- _Activity_
The line containing "# point at: team" marks where copying starts, so set down that line and each one after it exactly, through the end of the records.

- _Records for the exercise_
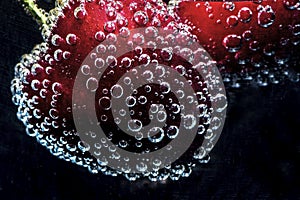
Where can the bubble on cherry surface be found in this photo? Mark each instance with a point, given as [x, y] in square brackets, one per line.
[147, 104]
[128, 89]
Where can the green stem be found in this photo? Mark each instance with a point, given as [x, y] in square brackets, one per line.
[35, 11]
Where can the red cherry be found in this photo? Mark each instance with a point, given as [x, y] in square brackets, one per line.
[265, 33]
[82, 37]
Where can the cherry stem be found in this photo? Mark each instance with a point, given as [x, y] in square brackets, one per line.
[32, 8]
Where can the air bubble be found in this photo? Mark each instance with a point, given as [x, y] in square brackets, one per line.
[92, 84]
[141, 18]
[232, 42]
[245, 14]
[71, 39]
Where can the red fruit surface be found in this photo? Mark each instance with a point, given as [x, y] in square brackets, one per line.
[44, 82]
[257, 40]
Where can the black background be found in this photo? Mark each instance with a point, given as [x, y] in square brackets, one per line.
[257, 156]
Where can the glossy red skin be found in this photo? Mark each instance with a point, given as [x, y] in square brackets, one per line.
[212, 33]
[64, 71]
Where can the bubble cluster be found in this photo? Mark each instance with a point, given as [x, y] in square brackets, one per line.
[143, 88]
[248, 40]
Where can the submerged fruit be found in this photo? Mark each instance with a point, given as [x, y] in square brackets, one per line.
[253, 42]
[97, 53]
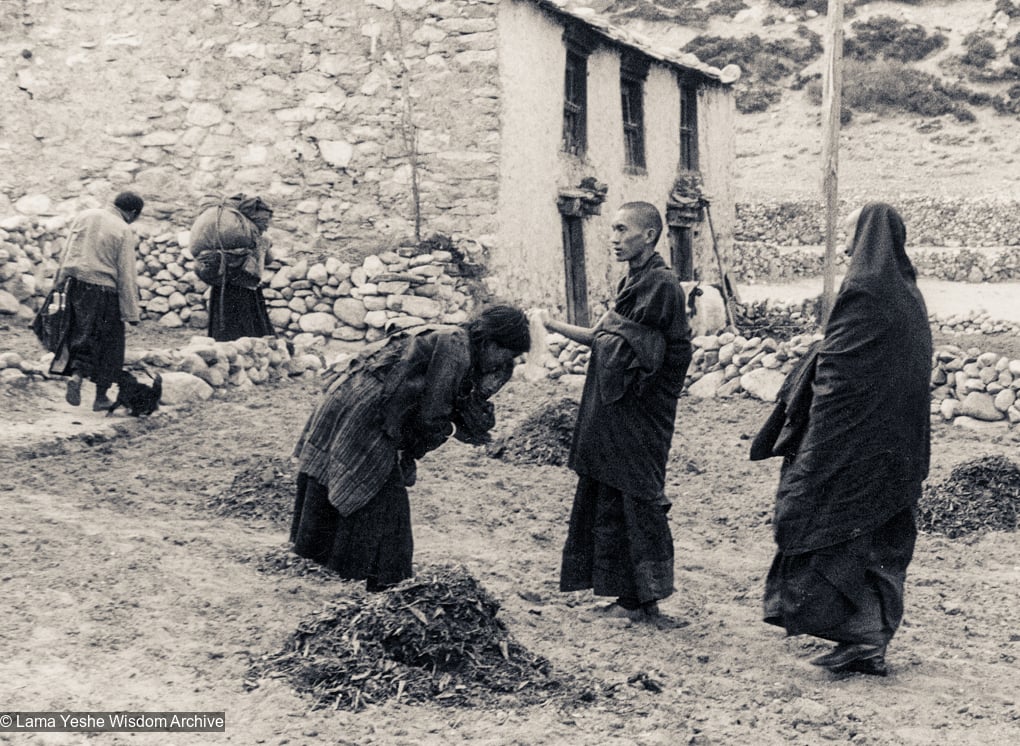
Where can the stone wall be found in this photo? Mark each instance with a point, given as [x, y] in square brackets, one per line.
[432, 282]
[363, 121]
[970, 388]
[965, 240]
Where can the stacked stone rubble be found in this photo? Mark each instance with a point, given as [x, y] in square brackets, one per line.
[348, 301]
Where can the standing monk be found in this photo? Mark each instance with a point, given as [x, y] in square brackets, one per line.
[619, 543]
[98, 265]
[853, 468]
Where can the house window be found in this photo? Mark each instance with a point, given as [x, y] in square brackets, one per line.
[574, 103]
[632, 73]
[681, 251]
[573, 255]
[689, 127]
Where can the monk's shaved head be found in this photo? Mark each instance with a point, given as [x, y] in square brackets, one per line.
[648, 216]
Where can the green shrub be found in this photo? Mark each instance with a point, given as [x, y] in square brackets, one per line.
[978, 51]
[1010, 8]
[890, 38]
[683, 12]
[757, 97]
[891, 86]
[820, 6]
[727, 8]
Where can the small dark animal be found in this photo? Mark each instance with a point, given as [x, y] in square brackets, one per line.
[137, 398]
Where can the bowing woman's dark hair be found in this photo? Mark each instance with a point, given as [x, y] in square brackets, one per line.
[503, 325]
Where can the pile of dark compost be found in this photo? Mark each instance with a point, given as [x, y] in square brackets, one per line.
[544, 438]
[434, 638]
[760, 318]
[265, 490]
[977, 496]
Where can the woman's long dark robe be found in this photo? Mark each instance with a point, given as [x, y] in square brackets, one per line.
[236, 311]
[845, 507]
[394, 403]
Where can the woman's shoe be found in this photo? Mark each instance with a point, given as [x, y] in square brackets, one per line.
[73, 393]
[853, 657]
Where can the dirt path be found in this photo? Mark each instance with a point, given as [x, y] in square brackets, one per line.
[1001, 300]
[123, 590]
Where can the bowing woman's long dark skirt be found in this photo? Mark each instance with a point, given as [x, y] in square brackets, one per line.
[373, 543]
[237, 312]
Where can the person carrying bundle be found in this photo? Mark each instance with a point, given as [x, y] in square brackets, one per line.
[230, 248]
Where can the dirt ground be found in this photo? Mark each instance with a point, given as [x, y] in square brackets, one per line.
[124, 590]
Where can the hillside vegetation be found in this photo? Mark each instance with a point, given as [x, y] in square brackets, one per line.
[931, 91]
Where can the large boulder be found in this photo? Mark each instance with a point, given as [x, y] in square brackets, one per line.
[762, 383]
[182, 388]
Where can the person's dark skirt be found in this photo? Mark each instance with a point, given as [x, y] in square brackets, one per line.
[237, 312]
[848, 593]
[92, 342]
[374, 543]
[617, 545]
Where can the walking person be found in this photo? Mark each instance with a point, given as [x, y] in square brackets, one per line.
[618, 541]
[851, 479]
[396, 401]
[100, 282]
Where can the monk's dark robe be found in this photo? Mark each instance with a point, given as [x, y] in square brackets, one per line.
[619, 542]
[845, 507]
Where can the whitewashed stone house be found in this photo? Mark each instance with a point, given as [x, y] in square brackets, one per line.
[585, 107]
[371, 123]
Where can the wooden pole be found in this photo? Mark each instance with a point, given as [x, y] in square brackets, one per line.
[831, 104]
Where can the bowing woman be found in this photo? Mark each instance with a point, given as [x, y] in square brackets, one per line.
[392, 404]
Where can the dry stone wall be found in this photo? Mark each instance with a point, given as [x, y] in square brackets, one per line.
[972, 389]
[967, 240]
[359, 301]
[363, 122]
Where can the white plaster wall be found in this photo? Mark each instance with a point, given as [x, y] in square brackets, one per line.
[526, 263]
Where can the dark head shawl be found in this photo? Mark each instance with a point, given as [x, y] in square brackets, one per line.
[879, 254]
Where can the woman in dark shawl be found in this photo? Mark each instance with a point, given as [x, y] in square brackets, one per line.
[392, 404]
[848, 492]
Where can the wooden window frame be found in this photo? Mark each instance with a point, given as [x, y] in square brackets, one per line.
[689, 125]
[633, 71]
[575, 101]
[575, 270]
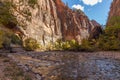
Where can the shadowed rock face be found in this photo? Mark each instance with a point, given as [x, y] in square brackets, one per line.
[97, 30]
[50, 20]
[114, 10]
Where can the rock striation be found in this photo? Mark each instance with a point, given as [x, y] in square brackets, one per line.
[114, 10]
[50, 20]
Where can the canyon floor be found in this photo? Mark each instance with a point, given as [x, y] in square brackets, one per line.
[59, 65]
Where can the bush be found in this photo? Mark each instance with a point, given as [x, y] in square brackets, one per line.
[15, 39]
[6, 16]
[87, 45]
[31, 44]
[66, 45]
[32, 3]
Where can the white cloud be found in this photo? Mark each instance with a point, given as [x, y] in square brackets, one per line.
[91, 2]
[78, 7]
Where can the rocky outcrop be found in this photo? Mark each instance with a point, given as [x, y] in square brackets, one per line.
[49, 20]
[114, 11]
[97, 30]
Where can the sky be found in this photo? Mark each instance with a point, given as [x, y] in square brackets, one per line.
[95, 9]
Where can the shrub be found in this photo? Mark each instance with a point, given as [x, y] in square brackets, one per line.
[31, 44]
[32, 3]
[87, 45]
[15, 39]
[6, 16]
[66, 45]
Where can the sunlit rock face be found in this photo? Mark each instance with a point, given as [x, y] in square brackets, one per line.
[114, 10]
[50, 20]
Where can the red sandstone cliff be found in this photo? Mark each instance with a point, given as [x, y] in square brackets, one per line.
[50, 20]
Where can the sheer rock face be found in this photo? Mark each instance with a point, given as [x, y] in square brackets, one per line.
[114, 10]
[50, 20]
[97, 30]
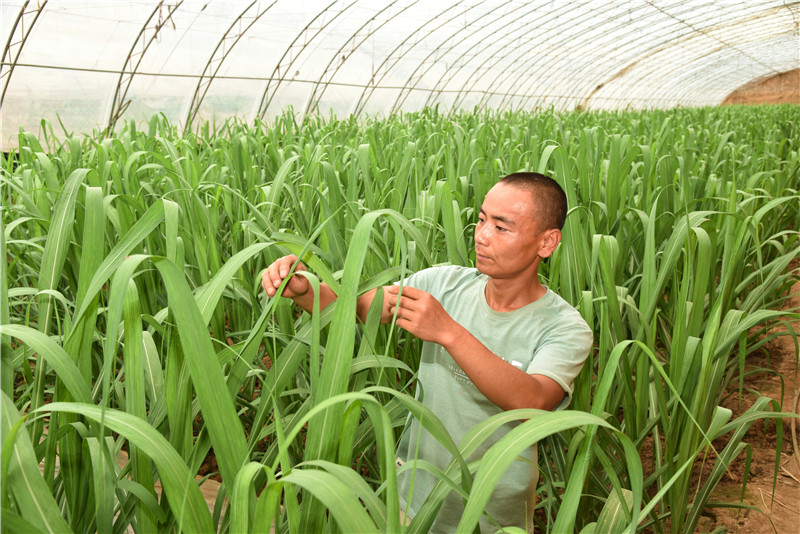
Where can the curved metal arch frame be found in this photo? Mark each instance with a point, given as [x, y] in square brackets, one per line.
[118, 103]
[723, 74]
[448, 76]
[464, 91]
[8, 64]
[632, 43]
[366, 94]
[580, 73]
[676, 51]
[683, 93]
[767, 70]
[543, 65]
[205, 80]
[658, 76]
[522, 69]
[426, 66]
[266, 96]
[316, 94]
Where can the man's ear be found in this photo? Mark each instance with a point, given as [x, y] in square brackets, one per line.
[550, 241]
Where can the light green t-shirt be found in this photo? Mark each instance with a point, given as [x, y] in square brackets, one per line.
[547, 337]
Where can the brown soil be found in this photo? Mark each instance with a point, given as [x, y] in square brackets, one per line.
[779, 511]
[783, 88]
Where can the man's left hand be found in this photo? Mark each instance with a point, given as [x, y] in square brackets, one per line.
[421, 314]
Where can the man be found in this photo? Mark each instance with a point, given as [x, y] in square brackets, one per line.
[495, 338]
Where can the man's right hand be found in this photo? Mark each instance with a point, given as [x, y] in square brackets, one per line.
[275, 274]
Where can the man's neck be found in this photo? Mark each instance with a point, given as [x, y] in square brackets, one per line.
[504, 295]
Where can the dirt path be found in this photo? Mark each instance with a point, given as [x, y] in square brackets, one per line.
[780, 511]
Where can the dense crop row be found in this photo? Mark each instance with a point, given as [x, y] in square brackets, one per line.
[132, 317]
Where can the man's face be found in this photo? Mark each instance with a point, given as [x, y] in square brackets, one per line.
[508, 242]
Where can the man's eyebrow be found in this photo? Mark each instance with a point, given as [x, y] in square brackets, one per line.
[498, 218]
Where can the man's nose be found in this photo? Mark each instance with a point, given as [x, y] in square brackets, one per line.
[482, 234]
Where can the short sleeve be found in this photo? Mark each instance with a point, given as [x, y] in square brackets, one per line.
[562, 355]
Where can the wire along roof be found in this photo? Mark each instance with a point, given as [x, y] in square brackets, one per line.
[92, 63]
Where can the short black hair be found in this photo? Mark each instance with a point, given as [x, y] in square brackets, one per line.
[550, 199]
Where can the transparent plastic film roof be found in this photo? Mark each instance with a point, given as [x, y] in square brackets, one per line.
[93, 64]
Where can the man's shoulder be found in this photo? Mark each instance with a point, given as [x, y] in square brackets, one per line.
[564, 313]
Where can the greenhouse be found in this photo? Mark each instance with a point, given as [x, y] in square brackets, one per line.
[396, 266]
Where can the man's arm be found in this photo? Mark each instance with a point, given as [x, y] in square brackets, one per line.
[506, 386]
[300, 291]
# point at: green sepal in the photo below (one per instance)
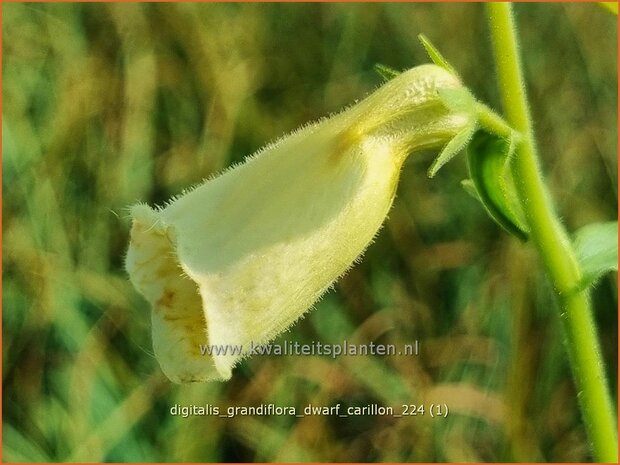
(386, 72)
(435, 56)
(596, 246)
(488, 158)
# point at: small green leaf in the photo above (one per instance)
(435, 56)
(596, 246)
(488, 162)
(386, 72)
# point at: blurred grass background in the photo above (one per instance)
(105, 105)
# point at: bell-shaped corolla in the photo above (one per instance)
(238, 259)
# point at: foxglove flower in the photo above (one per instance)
(238, 259)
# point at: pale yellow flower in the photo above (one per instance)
(240, 258)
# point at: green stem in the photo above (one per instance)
(553, 245)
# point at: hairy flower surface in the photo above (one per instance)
(240, 258)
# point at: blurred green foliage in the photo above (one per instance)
(105, 105)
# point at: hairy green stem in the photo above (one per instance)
(553, 245)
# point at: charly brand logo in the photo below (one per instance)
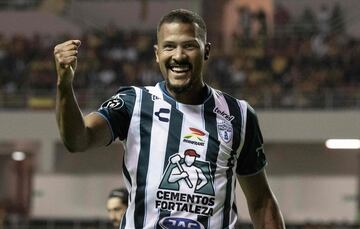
(187, 185)
(195, 137)
(163, 114)
(115, 102)
(223, 114)
(225, 131)
(179, 223)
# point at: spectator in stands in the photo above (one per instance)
(116, 205)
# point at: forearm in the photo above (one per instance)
(70, 120)
(267, 215)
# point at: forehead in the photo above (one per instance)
(178, 31)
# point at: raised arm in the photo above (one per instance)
(78, 133)
(263, 207)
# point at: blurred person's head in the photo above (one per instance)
(116, 205)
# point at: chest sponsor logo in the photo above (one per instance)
(154, 97)
(195, 137)
(223, 114)
(115, 102)
(225, 131)
(186, 185)
(163, 114)
(179, 223)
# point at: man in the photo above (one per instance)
(116, 205)
(180, 173)
(156, 122)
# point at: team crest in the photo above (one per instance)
(225, 131)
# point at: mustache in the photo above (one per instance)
(175, 63)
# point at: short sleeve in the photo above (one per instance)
(117, 111)
(252, 158)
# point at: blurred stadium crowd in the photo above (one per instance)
(304, 64)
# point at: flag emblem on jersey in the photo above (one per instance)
(195, 137)
(225, 131)
(187, 185)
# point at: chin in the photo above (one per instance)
(179, 86)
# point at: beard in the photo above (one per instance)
(179, 89)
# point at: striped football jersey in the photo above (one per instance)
(181, 161)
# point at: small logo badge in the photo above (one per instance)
(195, 137)
(113, 103)
(162, 113)
(225, 131)
(223, 114)
(179, 223)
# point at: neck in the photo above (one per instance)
(193, 96)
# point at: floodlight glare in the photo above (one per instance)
(343, 143)
(18, 156)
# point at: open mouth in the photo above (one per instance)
(180, 68)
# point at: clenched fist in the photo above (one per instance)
(65, 60)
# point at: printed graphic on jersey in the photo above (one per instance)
(223, 114)
(186, 185)
(195, 137)
(115, 102)
(163, 114)
(225, 131)
(179, 223)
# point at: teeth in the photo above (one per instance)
(180, 69)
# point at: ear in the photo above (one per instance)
(156, 49)
(207, 51)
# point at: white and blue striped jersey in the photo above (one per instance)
(181, 161)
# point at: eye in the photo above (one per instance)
(190, 46)
(168, 47)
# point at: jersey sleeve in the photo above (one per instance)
(117, 111)
(252, 158)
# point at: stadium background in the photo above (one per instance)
(295, 61)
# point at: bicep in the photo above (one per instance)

- _Answer for this exercise_
# point at: team crest in the photo above (one per instance)
(225, 131)
# point at: mustache in the photo above (one per instance)
(175, 63)
# point at: short sleeve in the photo above (one per instance)
(117, 111)
(252, 158)
# point at: blurred stadium crowd in the photo above (one per instance)
(304, 64)
# point at: flag emblem on jersey in the photo above (one per instance)
(195, 137)
(225, 131)
(187, 185)
# point at: chin in the photo above (one per instance)
(179, 86)
# point at: beard in the photo above (one per instance)
(179, 89)
# point at: striped football jersey in the photo above (one per instance)
(181, 161)
# point at: small logo badge in the photo above (one per instance)
(195, 137)
(113, 103)
(162, 113)
(225, 131)
(223, 114)
(179, 223)
# point at: neck in the photo above (one per instance)
(193, 96)
# point at: floodlight glare in the photo above (one per instance)
(343, 143)
(18, 156)
# point at: open mouth in the photo above (one per instance)
(180, 68)
# point at: clenched fist in the photo above (one per instance)
(65, 60)
# point at: printed graphic on jersey in the photo above (one per instance)
(223, 114)
(186, 185)
(195, 137)
(115, 102)
(163, 114)
(225, 131)
(179, 223)
# point at: teeth in the photo above (one per instance)
(180, 69)
# point at: ear in the photo above (one per instance)
(156, 49)
(207, 51)
# point at: white and blue striped jersey in the photo above (one per instance)
(181, 161)
# point at: eye in the photo above (one per instance)
(190, 46)
(168, 47)
# point at: jersey sleeve in the photo above (one per instance)
(117, 111)
(252, 158)
# point at: stadium background in the photo above (one per instance)
(295, 61)
# point at: bicep in the photo above (one per instance)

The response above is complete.